(Records from a dataset)
»»
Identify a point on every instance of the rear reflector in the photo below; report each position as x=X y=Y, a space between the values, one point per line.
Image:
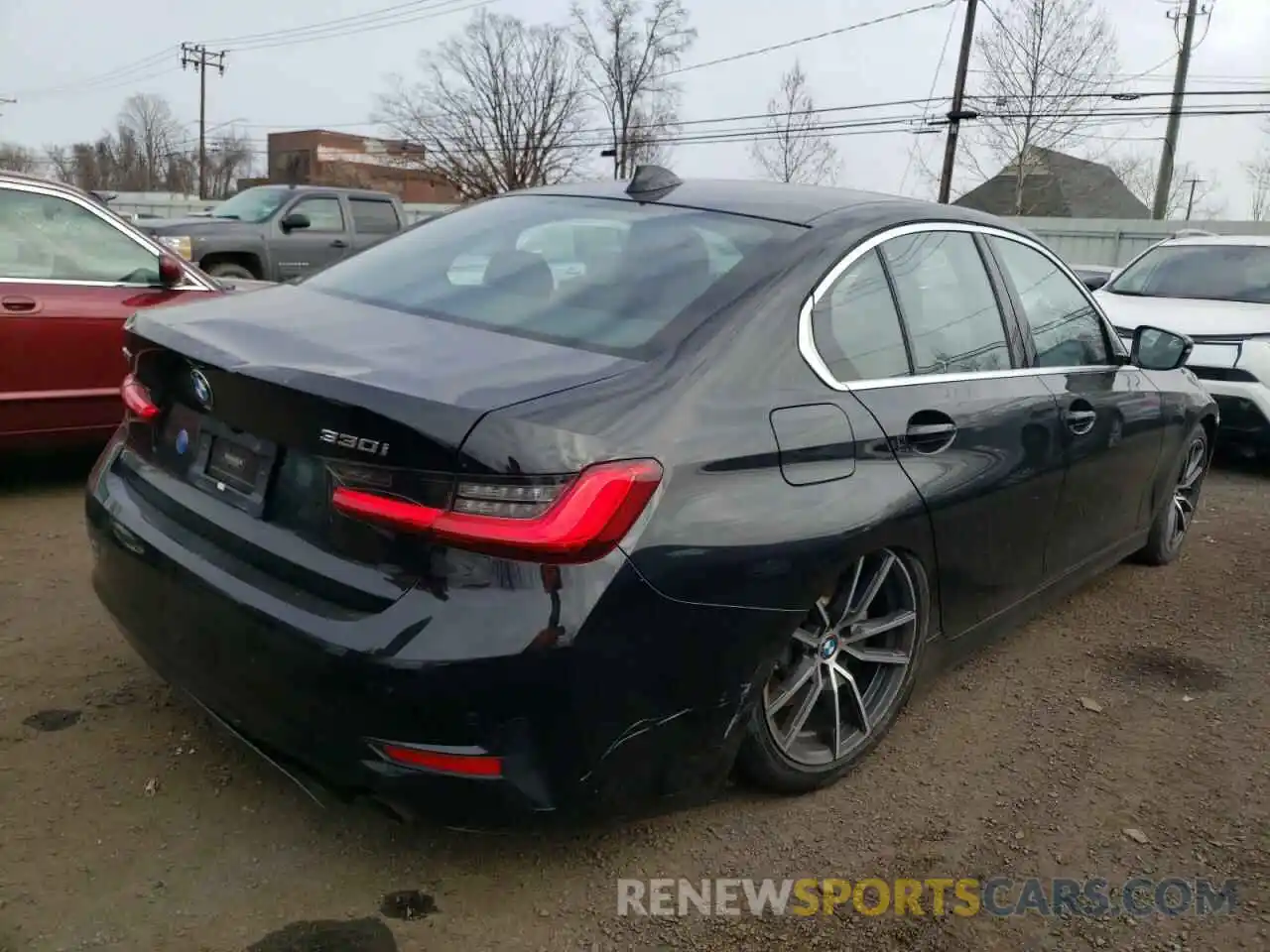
x=136 y=398
x=583 y=522
x=462 y=765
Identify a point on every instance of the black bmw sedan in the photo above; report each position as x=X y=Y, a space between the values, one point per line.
x=590 y=497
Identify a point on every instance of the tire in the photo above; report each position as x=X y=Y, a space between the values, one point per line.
x=227 y=270
x=783 y=757
x=1166 y=538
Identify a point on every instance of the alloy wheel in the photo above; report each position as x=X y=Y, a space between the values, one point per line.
««
▶ _Assignment_
Exactly the lines from the one containing "Identify a point on every instance of the tire" through the last line of the records are to be transcribed, both endpoints included.

▶ _Reply_
Identify a point on every instance of the tire in the photo above; report each position as x=X y=Y, a space between the values, one point per line.
x=227 y=270
x=783 y=757
x=1166 y=538
Identify a point on every instance of the alloy wheel in the photo above; report each position as x=X y=Y, a space between the values, one point per line.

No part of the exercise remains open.